QUÉ SE PIDE - Convierte todas las líneas de los ítems siguientes en una lista numerada, sin incluir las líneas en blanco.

ENTRADAS EXTRAÍDAS -
● ● ● ●

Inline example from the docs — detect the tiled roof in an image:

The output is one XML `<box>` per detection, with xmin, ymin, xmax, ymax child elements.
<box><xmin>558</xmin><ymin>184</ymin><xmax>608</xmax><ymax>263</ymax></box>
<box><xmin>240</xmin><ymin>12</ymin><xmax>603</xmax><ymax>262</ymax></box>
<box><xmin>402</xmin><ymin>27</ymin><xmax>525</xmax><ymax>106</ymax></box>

● ● ● ●

TAREA RESUELTA -
1. Inline example from the docs — detect the tiled roof in an image:
2. The output is one XML `<box>` per detection, with xmin, ymin, xmax, ymax child elements.
3. <box><xmin>558</xmin><ymin>184</ymin><xmax>608</xmax><ymax>263</ymax></box>
4. <box><xmin>240</xmin><ymin>12</ymin><xmax>603</xmax><ymax>262</ymax></box>
5. <box><xmin>402</xmin><ymin>27</ymin><xmax>525</xmax><ymax>106</ymax></box>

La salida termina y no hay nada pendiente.